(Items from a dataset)
-------

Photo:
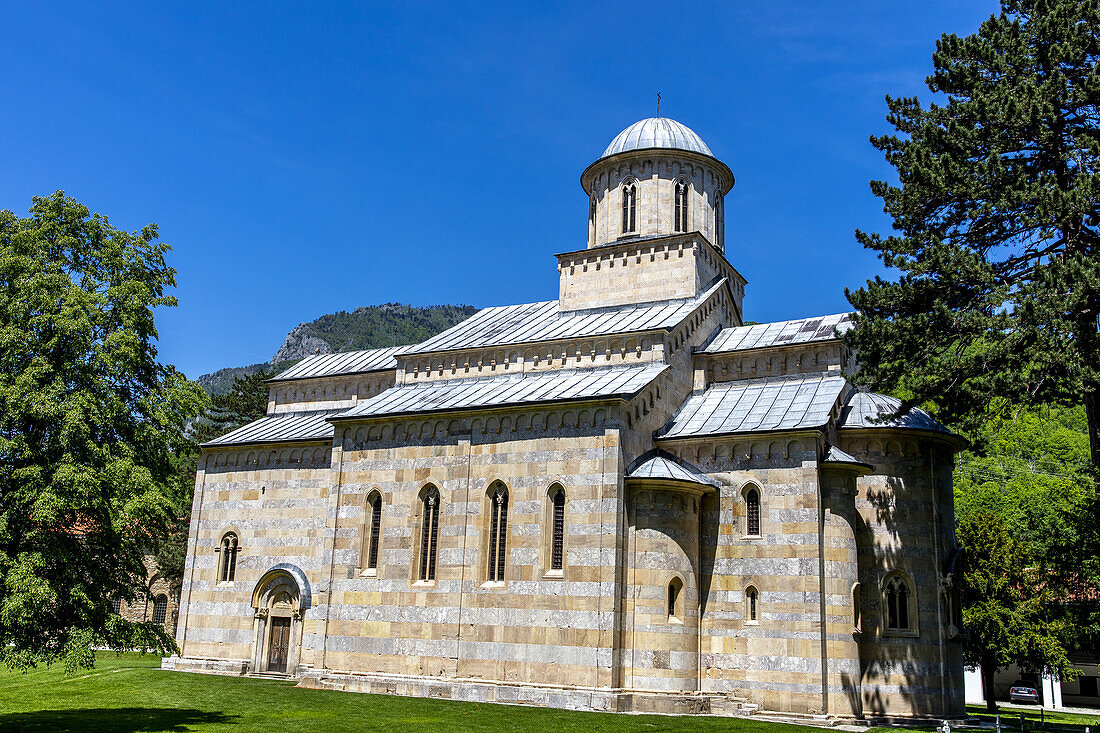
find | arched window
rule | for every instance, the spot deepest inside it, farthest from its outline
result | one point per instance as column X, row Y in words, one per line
column 629, row 207
column 674, row 599
column 557, row 528
column 899, row 603
column 374, row 532
column 752, row 512
column 856, row 608
column 228, row 549
column 429, row 534
column 497, row 532
column 680, row 207
column 160, row 609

-------

- About this exercise
If pictures are present, they are dropped, and the entries above are written out word for word.

- Written response
Photo:
find | arched window
rule | for every instance, the spot deepest inside it, farthest from its outline
result | one point per instance as column X, row Y in words, one per line
column 629, row 207
column 674, row 599
column 557, row 528
column 899, row 603
column 374, row 532
column 752, row 512
column 856, row 608
column 228, row 549
column 429, row 534
column 497, row 532
column 680, row 207
column 160, row 609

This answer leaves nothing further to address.